Énoncé
Relève et recopie chaque ligne des entrées ci-dessous qui contient le mot "tripod". Les majuscules et les minuscules comptent.

|---|

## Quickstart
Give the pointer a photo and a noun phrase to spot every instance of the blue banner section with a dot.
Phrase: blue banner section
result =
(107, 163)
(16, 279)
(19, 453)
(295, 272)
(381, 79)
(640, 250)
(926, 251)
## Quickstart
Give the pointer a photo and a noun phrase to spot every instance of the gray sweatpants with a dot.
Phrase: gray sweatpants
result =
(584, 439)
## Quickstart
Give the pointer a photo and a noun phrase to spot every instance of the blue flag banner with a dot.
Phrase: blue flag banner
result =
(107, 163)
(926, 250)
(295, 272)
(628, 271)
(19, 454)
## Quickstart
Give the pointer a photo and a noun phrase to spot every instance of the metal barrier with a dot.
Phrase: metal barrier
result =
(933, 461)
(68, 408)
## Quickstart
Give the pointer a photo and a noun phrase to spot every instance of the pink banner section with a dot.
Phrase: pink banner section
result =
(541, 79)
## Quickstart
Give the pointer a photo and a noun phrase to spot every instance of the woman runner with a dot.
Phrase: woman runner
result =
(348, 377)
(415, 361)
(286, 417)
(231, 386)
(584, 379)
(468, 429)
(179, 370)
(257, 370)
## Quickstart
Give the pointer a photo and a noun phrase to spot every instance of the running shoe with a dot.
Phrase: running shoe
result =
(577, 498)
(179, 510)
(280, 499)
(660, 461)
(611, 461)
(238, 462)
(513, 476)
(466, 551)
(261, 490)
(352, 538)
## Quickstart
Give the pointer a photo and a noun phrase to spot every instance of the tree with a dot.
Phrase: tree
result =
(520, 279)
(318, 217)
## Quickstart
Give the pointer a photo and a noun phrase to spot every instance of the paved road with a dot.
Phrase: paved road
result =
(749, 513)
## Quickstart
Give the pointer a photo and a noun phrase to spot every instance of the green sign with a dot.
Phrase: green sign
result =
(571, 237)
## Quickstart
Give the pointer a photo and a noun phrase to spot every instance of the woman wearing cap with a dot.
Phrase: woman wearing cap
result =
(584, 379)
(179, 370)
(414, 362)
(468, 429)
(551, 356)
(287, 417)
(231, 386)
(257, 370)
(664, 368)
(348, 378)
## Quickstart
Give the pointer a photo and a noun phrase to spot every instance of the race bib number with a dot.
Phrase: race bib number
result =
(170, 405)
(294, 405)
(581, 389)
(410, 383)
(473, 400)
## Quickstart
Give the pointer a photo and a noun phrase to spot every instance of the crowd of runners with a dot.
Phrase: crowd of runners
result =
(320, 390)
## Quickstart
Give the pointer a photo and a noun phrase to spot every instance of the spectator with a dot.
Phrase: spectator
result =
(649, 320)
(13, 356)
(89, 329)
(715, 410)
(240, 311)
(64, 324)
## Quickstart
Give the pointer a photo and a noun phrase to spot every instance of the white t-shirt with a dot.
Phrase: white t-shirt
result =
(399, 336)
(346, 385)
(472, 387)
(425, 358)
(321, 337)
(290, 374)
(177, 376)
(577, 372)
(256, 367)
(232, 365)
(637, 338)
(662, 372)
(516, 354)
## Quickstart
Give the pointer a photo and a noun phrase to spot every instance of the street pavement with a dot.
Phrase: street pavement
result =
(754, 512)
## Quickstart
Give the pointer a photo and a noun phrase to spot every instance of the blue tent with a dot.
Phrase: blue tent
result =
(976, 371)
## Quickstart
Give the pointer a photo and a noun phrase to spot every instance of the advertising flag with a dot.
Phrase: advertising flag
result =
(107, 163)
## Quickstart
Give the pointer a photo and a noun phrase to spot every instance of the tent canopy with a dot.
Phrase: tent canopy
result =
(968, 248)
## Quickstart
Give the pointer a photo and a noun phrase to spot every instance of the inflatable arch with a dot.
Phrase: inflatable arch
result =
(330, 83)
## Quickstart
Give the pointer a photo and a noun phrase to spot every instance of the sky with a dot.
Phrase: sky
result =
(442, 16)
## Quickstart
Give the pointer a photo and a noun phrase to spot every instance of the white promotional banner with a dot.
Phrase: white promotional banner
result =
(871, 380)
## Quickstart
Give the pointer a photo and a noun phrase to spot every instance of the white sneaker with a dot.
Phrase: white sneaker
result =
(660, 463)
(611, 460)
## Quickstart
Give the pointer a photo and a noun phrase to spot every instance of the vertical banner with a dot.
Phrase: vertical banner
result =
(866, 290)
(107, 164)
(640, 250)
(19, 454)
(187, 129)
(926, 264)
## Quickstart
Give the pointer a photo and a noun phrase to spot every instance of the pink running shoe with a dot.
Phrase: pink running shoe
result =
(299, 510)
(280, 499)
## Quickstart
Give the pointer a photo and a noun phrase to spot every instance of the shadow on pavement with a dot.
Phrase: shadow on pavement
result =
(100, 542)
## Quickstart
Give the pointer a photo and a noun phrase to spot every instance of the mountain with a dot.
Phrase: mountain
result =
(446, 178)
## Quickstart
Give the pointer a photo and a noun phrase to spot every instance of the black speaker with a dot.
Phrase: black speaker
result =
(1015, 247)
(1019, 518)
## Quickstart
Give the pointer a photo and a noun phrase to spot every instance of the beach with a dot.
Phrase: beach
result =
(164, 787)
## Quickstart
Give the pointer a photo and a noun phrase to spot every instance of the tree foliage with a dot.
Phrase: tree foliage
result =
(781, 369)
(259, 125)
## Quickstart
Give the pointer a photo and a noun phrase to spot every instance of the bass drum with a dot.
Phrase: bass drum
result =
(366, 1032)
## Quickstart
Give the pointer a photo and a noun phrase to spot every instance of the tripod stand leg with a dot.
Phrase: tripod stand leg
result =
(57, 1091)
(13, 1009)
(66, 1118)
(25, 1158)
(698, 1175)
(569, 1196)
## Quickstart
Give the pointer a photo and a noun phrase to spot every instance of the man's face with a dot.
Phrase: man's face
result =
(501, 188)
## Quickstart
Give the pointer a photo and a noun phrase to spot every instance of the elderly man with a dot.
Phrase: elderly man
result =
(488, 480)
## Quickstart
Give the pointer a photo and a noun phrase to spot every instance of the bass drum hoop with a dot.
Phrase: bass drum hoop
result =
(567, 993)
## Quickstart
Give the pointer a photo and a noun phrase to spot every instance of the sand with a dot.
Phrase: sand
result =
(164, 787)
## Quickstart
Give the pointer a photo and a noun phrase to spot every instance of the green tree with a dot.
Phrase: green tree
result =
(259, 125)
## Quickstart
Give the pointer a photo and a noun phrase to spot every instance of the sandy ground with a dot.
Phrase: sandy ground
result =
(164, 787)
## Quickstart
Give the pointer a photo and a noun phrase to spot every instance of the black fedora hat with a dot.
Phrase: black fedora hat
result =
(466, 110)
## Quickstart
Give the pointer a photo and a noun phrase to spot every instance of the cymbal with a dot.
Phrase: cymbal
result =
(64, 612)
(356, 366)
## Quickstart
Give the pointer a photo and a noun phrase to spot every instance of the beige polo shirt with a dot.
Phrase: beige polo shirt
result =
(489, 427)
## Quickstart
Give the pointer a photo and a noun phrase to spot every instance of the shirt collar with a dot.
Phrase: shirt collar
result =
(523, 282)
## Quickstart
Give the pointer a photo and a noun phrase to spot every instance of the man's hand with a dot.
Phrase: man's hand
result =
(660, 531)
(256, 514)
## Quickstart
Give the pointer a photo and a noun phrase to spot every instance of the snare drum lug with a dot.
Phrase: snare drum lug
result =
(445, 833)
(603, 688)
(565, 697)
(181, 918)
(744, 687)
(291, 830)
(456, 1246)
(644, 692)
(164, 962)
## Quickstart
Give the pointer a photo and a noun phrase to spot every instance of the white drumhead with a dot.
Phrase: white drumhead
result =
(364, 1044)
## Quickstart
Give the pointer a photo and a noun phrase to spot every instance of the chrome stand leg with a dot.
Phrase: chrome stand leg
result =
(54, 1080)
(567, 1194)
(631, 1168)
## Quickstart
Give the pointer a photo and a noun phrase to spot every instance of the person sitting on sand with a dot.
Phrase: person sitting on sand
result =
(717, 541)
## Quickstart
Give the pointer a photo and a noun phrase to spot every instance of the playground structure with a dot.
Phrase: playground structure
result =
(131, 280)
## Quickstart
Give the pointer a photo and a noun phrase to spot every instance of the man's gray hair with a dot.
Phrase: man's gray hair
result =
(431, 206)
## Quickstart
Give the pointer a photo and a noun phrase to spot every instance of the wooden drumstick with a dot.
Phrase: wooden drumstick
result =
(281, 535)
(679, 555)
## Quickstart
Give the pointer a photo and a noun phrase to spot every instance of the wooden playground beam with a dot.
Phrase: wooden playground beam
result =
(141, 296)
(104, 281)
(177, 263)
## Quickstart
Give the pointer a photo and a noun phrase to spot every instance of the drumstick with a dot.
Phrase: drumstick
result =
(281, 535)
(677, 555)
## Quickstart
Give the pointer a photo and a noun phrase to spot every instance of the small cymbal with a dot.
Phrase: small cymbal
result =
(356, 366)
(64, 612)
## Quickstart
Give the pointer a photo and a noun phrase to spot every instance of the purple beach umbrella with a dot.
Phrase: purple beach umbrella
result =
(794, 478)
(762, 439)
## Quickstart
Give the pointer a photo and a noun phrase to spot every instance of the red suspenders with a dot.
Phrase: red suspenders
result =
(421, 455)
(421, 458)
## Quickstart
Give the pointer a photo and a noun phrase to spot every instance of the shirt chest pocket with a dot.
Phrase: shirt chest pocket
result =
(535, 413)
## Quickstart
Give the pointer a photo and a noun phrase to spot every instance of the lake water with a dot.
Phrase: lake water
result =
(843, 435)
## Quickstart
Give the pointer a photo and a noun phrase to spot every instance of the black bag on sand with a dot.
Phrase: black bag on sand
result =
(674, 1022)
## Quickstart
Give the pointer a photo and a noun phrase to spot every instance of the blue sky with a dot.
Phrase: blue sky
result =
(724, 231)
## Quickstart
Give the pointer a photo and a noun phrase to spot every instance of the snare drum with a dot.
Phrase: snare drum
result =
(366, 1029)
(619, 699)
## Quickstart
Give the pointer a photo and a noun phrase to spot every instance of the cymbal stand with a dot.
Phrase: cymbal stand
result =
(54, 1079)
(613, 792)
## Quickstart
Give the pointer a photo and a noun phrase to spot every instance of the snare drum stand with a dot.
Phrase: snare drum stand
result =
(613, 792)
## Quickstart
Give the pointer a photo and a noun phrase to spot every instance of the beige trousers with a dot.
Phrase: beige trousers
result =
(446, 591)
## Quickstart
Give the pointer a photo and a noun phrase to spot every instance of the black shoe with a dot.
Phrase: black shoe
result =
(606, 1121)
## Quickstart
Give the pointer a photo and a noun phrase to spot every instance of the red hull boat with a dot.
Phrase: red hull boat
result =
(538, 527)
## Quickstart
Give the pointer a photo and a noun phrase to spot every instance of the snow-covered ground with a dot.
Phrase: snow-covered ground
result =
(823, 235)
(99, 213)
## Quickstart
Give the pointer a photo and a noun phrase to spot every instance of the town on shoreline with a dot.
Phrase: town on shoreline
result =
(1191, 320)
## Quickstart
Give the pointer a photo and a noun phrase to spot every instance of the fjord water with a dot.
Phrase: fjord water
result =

|---|

Solution
Give the pointer a photo and a noun phrase to spot every instance of the tripod stand leg with a dot.
Phrase: tripod stand leg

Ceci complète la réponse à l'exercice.